具体地说，如果我们要比较第一类（ $k = 1$ ）和第二类（ $k = 2$ ），我们代入表达式（2），来看什么情况下 $p_1(x)$ 比 $p_2(x)$ 大。这里先假设 $\mu_1 < \mu_2$ ，并且我们假设所有类别的先验概率都是一样的，即 $\pi_1 = \pi_2 = \cdots = \pi_K$ 。
$\begin{aligned} p_1(x) > p_2(x) &\Longleftrightarrow \frac{x \cdot \mu_1}{\sigma^2} - \frac{\mu_1^2}{2\sigma^2} > \frac{x \cdot \mu_2}{\sigma^2} - \frac{\mu_2^2}{2\sigma^2} \\ &\Longleftrightarrow x \cdot (\mu_1 - \mu_2) > \frac{1}{2} (\mu_1^2 - \mu_2^2) \\ &\Longleftrightarrow x < \frac{1}{2} (\mu_1 + \mu_2) \end{aligned}$

也就是说，当 $x$ 的值小于 $\mu_1$ 与 $\mu_2$ 的平均值时， $x$ 就划分为第一类；反之当 $x$ 的值大于 $\mu_1$ 与 $\mu_2$ 的平均值时，就划分为第二类。

如果我们有多余两个的类别的数目（ $K > 2$ ），我们须要计算 $p_1(x), \, p_2(x), \cdots, \, p_K(x)$ ，找到使 $p_k(x)$ 最大的那个 $k$ 。

参数估计

实际问题中，大多数情况下我们是不知道 $\mu_1, \mu_2, \cdots, \, \mu_K$ 以及 $\sigma^2$ 的，这就要求我们对 $\mu_1, \mu_2, \cdots, \, \mu_K$ 以及 $\sigma^2$ 作出估计。
我们用如下方法进行估计 [1]：
$\begin{aligned} \hat{\mu}_k &= \frac{1}{n_k} \sum_{i: y_i = k} x_i \\ \hat{\sigma}^2 &= \frac{1}{n - K} \sum_{k = 1}^K \sum_{i: y_i = k} (x_i - \hat{\mu}_k)^2 \end{aligned}$

这里 $n$ 是样本点的个数， $n_k$ 是第 $k$ 类的样本点的数目。

程序实现

假设 $K = 3$ ，我们的样本数据来自于三个不同的正态分布，如下图所示：
在这里插入图片描述
黑色的虚线和红色的虚线分别代表根据LDA 的线性判别公式得到的分类边界（decision boundary）。

我们根据三个不同的正态分布生成样本数据点。

num_points_each_category = 10
x1_sample = np.random.normal(mu_vec[0], 1, (num_points_each_category, 1)) 
x2_sample = np.random.normal(mu_vec[1], 1, (num_points_each_category, 1))
x3_sample = np.random.normal(mu_vec[2], 1, (num_points_each_category, 1))
x1_label = np.zeros((num_points_each_category, 1)) + 1 # generate the label value for category 1
x2_label = np.zeros((num_points_each_category, 1)) + 2 # generate the label value for category 2
x3_label = np.zeros((num_points_each_category, 1)) + 3 # generate the label value for category 3

# Make x_i of shape (num_points_each_category, 2), with x_i[:,0] being the data value 
# and x_i[:,1] the category label
x1 = np.hstack((x1_sample, x1_label))
x2 = np.hstack((x2_sample, x2_label))
x3 = np.hstack((x3_sample, x3_label))

# Combine them into one ndarray
sample = np.vstack((x1, x2, x3))

sample 的 shape 为 ( $m$ , 2)。这里 $m$ 是所有数据点的个数。样本点生成之后，我们可以根据一下程序对样本点进行分类。

class LDA:
    
    def __init__(self, num_categories, pi_vector, mu_vector, variance):
        """
        num_categories is the number of total categories.

提供的列表:
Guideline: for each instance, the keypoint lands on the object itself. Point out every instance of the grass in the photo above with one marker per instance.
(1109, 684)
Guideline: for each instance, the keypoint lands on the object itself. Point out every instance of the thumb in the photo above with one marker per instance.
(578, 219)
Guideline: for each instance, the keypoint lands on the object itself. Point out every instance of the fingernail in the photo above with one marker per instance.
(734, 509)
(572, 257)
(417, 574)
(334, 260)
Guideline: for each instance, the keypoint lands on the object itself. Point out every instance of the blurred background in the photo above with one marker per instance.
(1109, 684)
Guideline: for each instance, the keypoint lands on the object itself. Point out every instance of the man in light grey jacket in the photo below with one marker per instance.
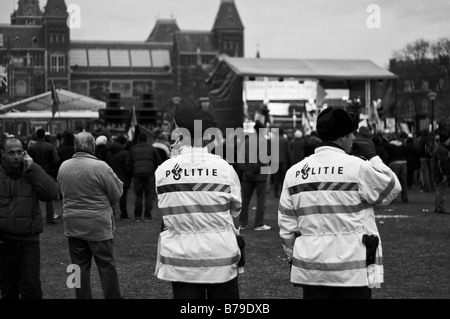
(90, 189)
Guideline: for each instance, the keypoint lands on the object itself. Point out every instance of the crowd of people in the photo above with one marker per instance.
(327, 182)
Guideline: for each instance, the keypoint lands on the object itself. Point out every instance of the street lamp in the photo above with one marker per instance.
(432, 96)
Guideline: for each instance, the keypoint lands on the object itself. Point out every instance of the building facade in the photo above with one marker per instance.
(166, 70)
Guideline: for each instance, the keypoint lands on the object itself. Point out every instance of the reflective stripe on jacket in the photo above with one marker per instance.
(328, 198)
(198, 196)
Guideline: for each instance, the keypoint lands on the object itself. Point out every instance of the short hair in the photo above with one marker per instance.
(122, 139)
(142, 137)
(11, 139)
(40, 133)
(68, 137)
(85, 142)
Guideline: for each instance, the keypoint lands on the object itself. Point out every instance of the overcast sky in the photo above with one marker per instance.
(335, 29)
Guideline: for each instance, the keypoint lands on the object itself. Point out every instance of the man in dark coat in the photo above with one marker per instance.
(441, 171)
(143, 161)
(117, 157)
(46, 156)
(23, 185)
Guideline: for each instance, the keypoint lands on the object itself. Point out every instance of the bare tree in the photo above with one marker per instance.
(422, 49)
(440, 48)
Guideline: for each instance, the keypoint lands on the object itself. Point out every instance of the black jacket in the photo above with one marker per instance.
(144, 159)
(20, 213)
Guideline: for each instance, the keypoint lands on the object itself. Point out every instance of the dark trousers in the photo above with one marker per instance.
(326, 292)
(278, 178)
(20, 267)
(247, 191)
(400, 170)
(49, 211)
(123, 201)
(81, 252)
(226, 290)
(440, 195)
(143, 188)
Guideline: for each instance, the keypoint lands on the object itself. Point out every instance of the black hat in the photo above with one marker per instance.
(185, 119)
(443, 137)
(334, 123)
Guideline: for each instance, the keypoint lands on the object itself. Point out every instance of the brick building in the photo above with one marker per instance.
(36, 50)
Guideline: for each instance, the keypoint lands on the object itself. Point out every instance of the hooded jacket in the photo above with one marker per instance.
(20, 213)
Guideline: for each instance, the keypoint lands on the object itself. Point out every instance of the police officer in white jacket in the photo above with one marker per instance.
(326, 216)
(199, 194)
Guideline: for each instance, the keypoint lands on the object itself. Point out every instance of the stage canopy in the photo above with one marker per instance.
(69, 101)
(227, 94)
(323, 69)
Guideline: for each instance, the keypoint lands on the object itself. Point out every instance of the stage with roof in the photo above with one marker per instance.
(74, 112)
(239, 86)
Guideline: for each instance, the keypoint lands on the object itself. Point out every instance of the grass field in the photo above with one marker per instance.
(415, 249)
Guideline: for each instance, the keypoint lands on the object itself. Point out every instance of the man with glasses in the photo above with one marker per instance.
(22, 185)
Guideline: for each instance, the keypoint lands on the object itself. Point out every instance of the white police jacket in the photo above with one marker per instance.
(198, 195)
(325, 207)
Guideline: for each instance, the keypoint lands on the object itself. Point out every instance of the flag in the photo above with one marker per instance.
(55, 100)
(131, 125)
(3, 79)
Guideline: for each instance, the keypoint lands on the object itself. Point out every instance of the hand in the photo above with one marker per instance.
(27, 161)
(364, 149)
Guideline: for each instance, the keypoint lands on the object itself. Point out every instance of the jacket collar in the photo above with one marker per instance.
(193, 150)
(83, 154)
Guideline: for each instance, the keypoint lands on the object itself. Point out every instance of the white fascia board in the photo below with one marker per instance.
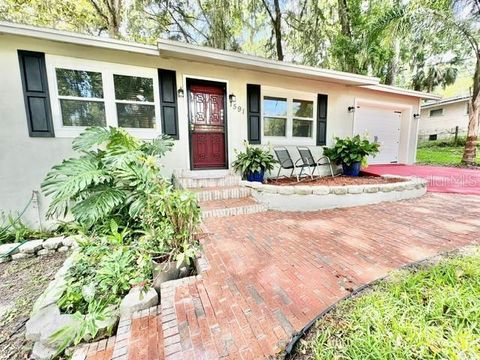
(446, 102)
(77, 39)
(402, 91)
(175, 49)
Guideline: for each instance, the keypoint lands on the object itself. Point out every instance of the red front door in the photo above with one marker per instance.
(207, 126)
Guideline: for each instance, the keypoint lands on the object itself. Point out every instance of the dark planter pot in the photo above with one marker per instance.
(351, 170)
(256, 176)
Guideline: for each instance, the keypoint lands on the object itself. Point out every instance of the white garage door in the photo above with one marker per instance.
(382, 126)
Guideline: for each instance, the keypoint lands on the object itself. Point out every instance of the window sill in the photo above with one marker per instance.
(288, 141)
(73, 132)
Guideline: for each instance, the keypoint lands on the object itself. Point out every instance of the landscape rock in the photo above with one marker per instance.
(51, 295)
(45, 252)
(31, 247)
(22, 256)
(42, 352)
(286, 190)
(38, 320)
(53, 243)
(4, 309)
(70, 240)
(138, 299)
(105, 326)
(355, 189)
(321, 190)
(303, 190)
(6, 248)
(54, 325)
(339, 190)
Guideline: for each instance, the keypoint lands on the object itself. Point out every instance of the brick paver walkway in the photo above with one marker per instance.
(272, 272)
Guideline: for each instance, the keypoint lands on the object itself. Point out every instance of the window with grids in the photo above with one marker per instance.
(81, 97)
(94, 93)
(288, 117)
(302, 123)
(134, 101)
(436, 112)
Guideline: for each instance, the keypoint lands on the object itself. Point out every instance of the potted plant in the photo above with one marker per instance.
(254, 162)
(351, 153)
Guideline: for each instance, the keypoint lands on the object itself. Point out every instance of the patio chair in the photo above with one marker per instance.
(285, 161)
(308, 161)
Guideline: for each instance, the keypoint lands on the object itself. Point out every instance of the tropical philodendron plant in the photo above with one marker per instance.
(351, 153)
(254, 162)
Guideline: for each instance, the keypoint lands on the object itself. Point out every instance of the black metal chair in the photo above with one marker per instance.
(308, 161)
(285, 161)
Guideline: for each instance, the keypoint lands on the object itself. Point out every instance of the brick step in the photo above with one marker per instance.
(221, 193)
(207, 182)
(230, 207)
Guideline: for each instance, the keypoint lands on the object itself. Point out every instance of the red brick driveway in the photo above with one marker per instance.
(271, 273)
(442, 179)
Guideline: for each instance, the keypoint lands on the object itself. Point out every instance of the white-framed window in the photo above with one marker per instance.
(288, 117)
(436, 112)
(93, 93)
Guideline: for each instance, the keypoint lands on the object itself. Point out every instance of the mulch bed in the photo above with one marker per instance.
(21, 283)
(335, 181)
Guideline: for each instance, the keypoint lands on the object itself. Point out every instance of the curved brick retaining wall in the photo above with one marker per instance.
(313, 198)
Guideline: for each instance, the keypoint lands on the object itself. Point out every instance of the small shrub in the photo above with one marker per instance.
(446, 142)
(13, 229)
(350, 150)
(253, 159)
(130, 216)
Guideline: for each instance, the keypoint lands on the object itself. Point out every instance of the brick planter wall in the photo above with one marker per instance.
(314, 198)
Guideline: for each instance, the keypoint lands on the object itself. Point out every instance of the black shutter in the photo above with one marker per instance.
(253, 113)
(322, 104)
(35, 93)
(168, 102)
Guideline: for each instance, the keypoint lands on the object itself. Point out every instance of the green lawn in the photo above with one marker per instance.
(440, 155)
(428, 313)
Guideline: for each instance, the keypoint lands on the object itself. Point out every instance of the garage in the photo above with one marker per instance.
(383, 126)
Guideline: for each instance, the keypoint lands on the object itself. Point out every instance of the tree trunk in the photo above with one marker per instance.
(470, 151)
(344, 18)
(278, 30)
(391, 77)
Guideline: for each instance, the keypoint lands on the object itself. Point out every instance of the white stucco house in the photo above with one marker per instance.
(439, 119)
(53, 84)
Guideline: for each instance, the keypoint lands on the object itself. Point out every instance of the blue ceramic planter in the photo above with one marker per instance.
(351, 170)
(256, 176)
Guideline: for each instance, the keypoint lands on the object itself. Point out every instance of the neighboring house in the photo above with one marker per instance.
(54, 83)
(440, 119)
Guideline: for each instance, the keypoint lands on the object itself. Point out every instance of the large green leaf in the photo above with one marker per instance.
(98, 204)
(66, 181)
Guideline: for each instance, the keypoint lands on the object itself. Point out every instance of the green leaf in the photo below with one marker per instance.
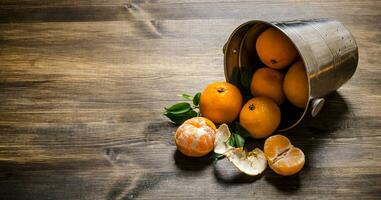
(178, 107)
(239, 140)
(196, 99)
(217, 156)
(186, 96)
(179, 118)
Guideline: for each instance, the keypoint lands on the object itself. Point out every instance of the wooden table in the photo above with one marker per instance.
(83, 85)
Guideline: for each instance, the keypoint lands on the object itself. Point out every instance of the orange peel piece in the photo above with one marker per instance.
(251, 163)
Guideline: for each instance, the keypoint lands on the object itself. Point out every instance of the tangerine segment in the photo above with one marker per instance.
(221, 102)
(260, 116)
(276, 145)
(282, 156)
(295, 85)
(275, 49)
(268, 83)
(195, 137)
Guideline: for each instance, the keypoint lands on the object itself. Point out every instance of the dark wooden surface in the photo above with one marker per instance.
(83, 85)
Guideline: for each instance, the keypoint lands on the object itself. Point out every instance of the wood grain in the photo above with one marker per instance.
(83, 84)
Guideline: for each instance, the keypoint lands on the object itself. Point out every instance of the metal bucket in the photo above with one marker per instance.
(326, 47)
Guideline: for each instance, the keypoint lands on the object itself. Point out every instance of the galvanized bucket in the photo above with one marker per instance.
(327, 48)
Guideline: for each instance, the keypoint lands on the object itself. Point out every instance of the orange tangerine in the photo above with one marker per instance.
(275, 49)
(260, 116)
(282, 156)
(268, 82)
(221, 102)
(195, 137)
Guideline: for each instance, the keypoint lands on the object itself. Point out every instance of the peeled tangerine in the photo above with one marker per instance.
(282, 156)
(195, 137)
(251, 163)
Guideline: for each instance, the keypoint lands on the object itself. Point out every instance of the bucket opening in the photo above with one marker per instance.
(241, 55)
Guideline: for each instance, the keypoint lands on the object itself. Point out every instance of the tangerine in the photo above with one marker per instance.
(195, 137)
(275, 49)
(282, 156)
(268, 83)
(260, 116)
(221, 102)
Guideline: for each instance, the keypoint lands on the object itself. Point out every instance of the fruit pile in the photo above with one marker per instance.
(281, 78)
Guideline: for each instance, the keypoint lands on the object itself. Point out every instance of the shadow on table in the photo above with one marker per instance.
(191, 164)
(309, 136)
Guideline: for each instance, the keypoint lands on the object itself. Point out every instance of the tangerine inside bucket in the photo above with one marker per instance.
(242, 60)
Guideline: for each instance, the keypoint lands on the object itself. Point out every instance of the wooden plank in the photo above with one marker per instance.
(82, 90)
(141, 10)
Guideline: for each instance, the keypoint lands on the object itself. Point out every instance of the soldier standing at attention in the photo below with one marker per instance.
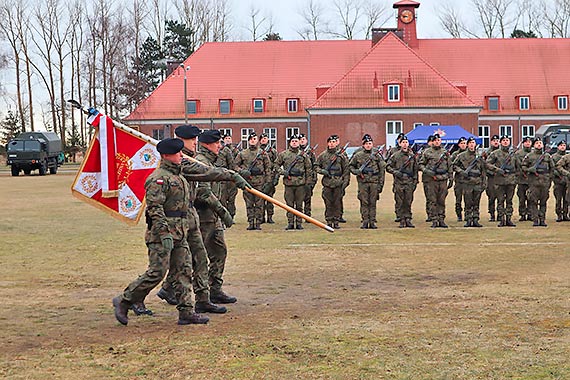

你的目标: 请根据选段回答：比较第一类和第二类时，在 μ1 < μ2 且各类先验概率相同的假设下，x 满足什么条件就划分为第一类？

本题解答: 当 x 的值小于 μ1 与 μ2 的平均值，即 x < (μ1 + μ2)/2 时，x 划分为第一类。